[Point localization data]
-----
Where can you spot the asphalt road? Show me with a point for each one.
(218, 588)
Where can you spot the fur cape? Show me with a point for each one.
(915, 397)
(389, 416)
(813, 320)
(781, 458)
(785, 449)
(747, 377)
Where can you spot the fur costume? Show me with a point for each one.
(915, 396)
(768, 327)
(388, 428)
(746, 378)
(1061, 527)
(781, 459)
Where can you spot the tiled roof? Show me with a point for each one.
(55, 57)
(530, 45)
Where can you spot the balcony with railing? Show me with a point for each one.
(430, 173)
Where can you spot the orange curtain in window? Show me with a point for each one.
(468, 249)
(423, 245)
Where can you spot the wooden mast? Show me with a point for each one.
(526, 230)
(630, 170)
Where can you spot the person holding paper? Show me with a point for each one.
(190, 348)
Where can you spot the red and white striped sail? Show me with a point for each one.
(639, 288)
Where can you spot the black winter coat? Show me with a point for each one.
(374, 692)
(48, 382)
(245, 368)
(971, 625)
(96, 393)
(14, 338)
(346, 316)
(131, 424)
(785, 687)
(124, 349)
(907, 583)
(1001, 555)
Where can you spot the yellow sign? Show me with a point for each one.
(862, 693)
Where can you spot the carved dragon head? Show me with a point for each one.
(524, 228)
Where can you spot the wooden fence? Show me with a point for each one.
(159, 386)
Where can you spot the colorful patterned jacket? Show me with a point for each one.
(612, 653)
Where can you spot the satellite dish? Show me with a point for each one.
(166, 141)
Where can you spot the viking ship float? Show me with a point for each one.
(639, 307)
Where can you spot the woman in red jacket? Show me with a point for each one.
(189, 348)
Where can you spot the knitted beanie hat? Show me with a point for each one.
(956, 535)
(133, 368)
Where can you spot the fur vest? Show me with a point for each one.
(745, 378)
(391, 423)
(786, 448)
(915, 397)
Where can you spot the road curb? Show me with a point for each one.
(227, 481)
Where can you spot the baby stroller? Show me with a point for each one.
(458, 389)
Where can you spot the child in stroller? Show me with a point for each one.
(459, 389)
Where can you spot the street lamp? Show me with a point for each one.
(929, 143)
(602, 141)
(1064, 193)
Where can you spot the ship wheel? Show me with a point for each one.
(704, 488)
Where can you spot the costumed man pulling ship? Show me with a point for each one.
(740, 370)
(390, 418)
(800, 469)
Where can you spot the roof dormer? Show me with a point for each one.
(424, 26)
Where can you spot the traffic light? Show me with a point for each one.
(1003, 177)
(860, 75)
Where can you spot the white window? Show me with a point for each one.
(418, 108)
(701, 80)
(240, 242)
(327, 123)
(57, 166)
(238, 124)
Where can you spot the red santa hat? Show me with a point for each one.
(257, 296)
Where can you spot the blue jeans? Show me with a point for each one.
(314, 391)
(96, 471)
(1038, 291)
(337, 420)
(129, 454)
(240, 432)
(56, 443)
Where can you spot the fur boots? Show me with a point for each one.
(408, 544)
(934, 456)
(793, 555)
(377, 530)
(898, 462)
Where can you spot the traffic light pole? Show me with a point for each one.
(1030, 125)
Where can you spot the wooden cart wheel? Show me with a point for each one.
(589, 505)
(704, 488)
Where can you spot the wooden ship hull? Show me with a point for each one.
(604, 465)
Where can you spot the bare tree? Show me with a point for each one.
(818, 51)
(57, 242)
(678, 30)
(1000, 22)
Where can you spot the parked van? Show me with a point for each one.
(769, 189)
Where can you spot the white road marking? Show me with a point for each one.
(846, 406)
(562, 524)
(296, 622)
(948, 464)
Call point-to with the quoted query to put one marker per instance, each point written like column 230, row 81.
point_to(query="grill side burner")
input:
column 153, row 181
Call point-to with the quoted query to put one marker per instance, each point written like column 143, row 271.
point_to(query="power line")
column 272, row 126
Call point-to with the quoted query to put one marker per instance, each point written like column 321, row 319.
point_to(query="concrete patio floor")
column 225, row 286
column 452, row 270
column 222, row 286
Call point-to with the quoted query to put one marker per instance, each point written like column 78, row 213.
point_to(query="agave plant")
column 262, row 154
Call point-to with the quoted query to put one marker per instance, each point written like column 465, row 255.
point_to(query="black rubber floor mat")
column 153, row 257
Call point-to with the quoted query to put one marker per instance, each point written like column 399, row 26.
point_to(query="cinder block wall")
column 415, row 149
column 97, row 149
-----
#### EXERCISE DIRECTIONS
Could you retype every record above exactly as it appears?

#### REPLY TO THE TASK
Where can you spot the asphalt road? Show me with a point for each one.
(218, 588)
Where can you spot the fur cape? Show me with a point for each one.
(915, 397)
(389, 416)
(813, 320)
(781, 458)
(785, 449)
(747, 377)
Where can you spot the fur costume? Show me with a point for each one.
(915, 396)
(768, 327)
(388, 428)
(746, 378)
(1061, 527)
(781, 459)
Where can you spot the tiled roof? Show me with a point for each one.
(55, 57)
(530, 45)
Where can you spot the balcony with railing? Show me with a point for each one.
(430, 173)
Where can you spot the orange curtain in window? Show me with a point for each one.
(468, 249)
(423, 245)
Where can you spot the wooden mast? Show me with a point for each one.
(526, 230)
(630, 170)
Where can you spot the person holding paper? Show me with a point for each one.
(190, 348)
Where can you spot the red and white striped sail? Show me with a point for each one.
(639, 288)
Where can you spot the black winter coat? Show me with a point for each one.
(374, 692)
(48, 382)
(245, 368)
(971, 625)
(96, 393)
(14, 338)
(346, 316)
(131, 424)
(785, 687)
(124, 349)
(907, 583)
(1001, 555)
Where can you spot the yellow sign? Show me with a point for each one.
(862, 693)
Where can you spot the carved dragon head? Show me with a point for each one.
(524, 228)
Where can you spot the wooden fence? Show me with a point for each one.
(159, 386)
Where can you spot the colorful patterned jacket? Show me with a point for each one.
(612, 653)
Where can you spot the satellite dish? Show me with a point for each one.
(166, 141)
Where can you spot the viking ship float? Show me with a point for each one.
(639, 307)
Where can you spot the woman in red jacket? Show me with a point for each one.
(189, 348)
Where can you spot the knitted beanie hat? Show me with a point for each one.
(956, 535)
(133, 368)
Where can you spot the fur vest? Show me with a point for each one.
(745, 378)
(391, 423)
(786, 448)
(915, 397)
Where can you spot the road curb? Show me with a point for each one.
(227, 481)
Where can you spot the baby stroller? Show me with a point for each one.
(458, 389)
Where can you spot the child in stroller? Show me with a point for each one.
(459, 389)
Where can you spot the street lamp? Show me with a point for each one.
(929, 143)
(602, 141)
(1064, 193)
Where can you spot the ship wheel? Show me with a point for each one.
(704, 488)
Where can you spot the costumed man pulling ship? Show me with a point for each one.
(740, 370)
(390, 418)
(800, 469)
Where can you spot the roof dormer? Show me with a point for each one.
(424, 26)
Where can you spot the traffic light? Show me with a point for each one.
(1003, 177)
(860, 75)
Where can you spot the white window? Show me with a point for each one.
(418, 108)
(701, 80)
(240, 242)
(327, 123)
(57, 166)
(238, 124)
Where can you spot the red santa hat? Show me with a point for each one.
(257, 296)
Where can you spot the blue jeans? Show me with a point for each one.
(314, 391)
(96, 471)
(1038, 291)
(337, 420)
(129, 454)
(240, 432)
(56, 443)
Where can you spot the fur boots? Show me with a point for each one.
(408, 544)
(934, 456)
(793, 555)
(377, 530)
(898, 462)
Where can you spot the traffic light pole? Show me with a point for each one.
(1030, 125)
Where can you spot the wooden cart wheel? Show me with a point for each one.
(589, 505)
(704, 488)
Where can you spot the wooden ship hull? Show me with a point for each one.
(604, 465)
Where can you spot the bare tree? Show me with a point for each one.
(818, 51)
(57, 242)
(678, 30)
(1000, 22)
Where can you spot the parked van? Show me with a point for each one.
(769, 189)
Where can you spot the white road marking? Show me with a point for each one.
(846, 406)
(562, 524)
(296, 622)
(948, 464)
Call point-to with the quoted query to put one marker per instance, each point written like column 230, row 81.
point_to(query="grill side burner")
input:
column 153, row 181
Call point-to with the quoted query to put one marker per instance, each point written like column 143, row 271.
point_to(query="power line")
column 272, row 126
Call point-to with the quoted query to put one marker per instance, each point written like column 321, row 319.
point_to(query="concrete patio floor")
column 225, row 286
column 452, row 270
column 222, row 286
Call point-to with the quoted query to put one marker per instance, each point written like column 78, row 213.
point_to(query="agave plant")
column 262, row 154
Call point-to with the quoted query to put one marker per instance, each point written like column 465, row 255.
point_to(query="black rubber floor mat")
column 153, row 257
Call point-to with the quoted query to put one marker per instance, each point written like column 399, row 26.
point_to(query="cinder block wall")
column 415, row 149
column 97, row 149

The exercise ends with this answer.